What this task involves: Continue the profile of the Urdu poet Rahat Indori, picking up right after its final line.

Excerpted passage:
Rahat Indori
One of the most celebrated Urdu poets and mushaira performers of modern India, from Indore — renowned for thunderous, defiant recitation and for verse on identity, dissent and resilience.
Bollywood lyricist · a defining mushaira performer of his era
Rahat Indori took an MA and then a PhD in Urdu, taught at a college in his native Indore, and worked as a painter and signboard artist before poetry took the whole of his life. That visual training stayed with him: he turned the mushaira into theatre, pacing the stage and lifting his voice to a near-shout, and in the YouTube era that delivery made him one of the most-watched Urdu poets alive.
He wrote Bollywood lyrics too — for Munna Bhai M.B.B.S. and others — but his signature was defiance. His couplet 'kisi ke baap ka Hindustan thodi hai' became a rallying cry during the 2019–20 protests, the kind of line that leaves the page and becomes a slogan. He died in Indore in August 2020 of COVID-related complications, having announced his own hospitalisation to his followers the day before — public to the very end.
hamare paanv ka kaanta hamin se niklega
“It will come out neither through a fellow-traveller nor any companion — the thorn in our foot will only be drawn out by ourselves.”

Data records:
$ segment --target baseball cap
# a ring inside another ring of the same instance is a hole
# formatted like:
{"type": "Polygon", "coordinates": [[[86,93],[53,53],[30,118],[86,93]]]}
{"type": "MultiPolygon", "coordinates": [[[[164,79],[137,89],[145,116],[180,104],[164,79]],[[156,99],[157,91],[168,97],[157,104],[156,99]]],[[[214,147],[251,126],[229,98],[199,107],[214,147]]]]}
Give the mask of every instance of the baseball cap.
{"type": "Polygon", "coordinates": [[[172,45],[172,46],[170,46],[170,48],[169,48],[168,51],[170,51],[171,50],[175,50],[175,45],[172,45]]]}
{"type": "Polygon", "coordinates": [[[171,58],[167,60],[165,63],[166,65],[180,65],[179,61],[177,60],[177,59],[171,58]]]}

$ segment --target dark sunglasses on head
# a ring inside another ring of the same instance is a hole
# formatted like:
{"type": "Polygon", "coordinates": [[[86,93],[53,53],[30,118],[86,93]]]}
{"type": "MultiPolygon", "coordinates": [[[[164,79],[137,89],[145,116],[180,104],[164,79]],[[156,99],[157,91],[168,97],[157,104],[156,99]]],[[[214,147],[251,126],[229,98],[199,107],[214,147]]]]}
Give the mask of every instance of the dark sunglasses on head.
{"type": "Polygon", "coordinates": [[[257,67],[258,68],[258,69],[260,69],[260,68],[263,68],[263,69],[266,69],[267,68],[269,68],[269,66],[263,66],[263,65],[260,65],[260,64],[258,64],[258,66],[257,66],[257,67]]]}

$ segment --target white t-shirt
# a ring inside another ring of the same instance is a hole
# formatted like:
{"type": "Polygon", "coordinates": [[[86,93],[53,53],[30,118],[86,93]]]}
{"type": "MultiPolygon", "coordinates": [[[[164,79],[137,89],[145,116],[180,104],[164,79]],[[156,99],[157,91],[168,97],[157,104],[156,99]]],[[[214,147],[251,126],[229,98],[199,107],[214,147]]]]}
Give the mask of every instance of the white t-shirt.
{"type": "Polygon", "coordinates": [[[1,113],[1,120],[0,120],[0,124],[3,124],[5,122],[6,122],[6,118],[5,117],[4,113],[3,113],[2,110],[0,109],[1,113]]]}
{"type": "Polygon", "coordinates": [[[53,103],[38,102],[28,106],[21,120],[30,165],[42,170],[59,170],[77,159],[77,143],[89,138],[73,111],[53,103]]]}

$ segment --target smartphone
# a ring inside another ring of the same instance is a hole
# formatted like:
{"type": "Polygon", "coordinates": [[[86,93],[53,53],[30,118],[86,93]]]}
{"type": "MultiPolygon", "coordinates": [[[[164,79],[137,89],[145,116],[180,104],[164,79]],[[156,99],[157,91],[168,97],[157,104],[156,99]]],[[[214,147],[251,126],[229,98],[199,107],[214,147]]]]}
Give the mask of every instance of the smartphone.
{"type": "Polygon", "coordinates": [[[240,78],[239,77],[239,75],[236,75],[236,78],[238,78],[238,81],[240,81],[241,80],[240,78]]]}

Answer to this problem:
zinda rahna hai to tarkiben bahut sari rakho
“Keep water in your eyes and a spark on your lips — if you mean to stay alive, keep many strategies at hand.”
aandhi se koi kah de ki auqat mein rahe
“We are not the kind of leaves that break off from the branches — someone tell the storm to know its limits.”
dushmanon ki bhi rai li jaae
“When you are about to befriend someone, take even your enemies' opinion of them first.”
jahan pe dubega suraj vahin se niklega
“The elders used to say a day would come when the sun would rise again from the very place it had set.”
dhadkanon se bhi ibadat mein khalal padta hai
“Her memory has come — O breaths, move a little gently; even heartbeats can disturb this act of worship.”
mohabbat ki isi mitti ko hindostan kahte hain
“We call even the enemy of our life our beloved — this very soil of love is what we call Hindustan.”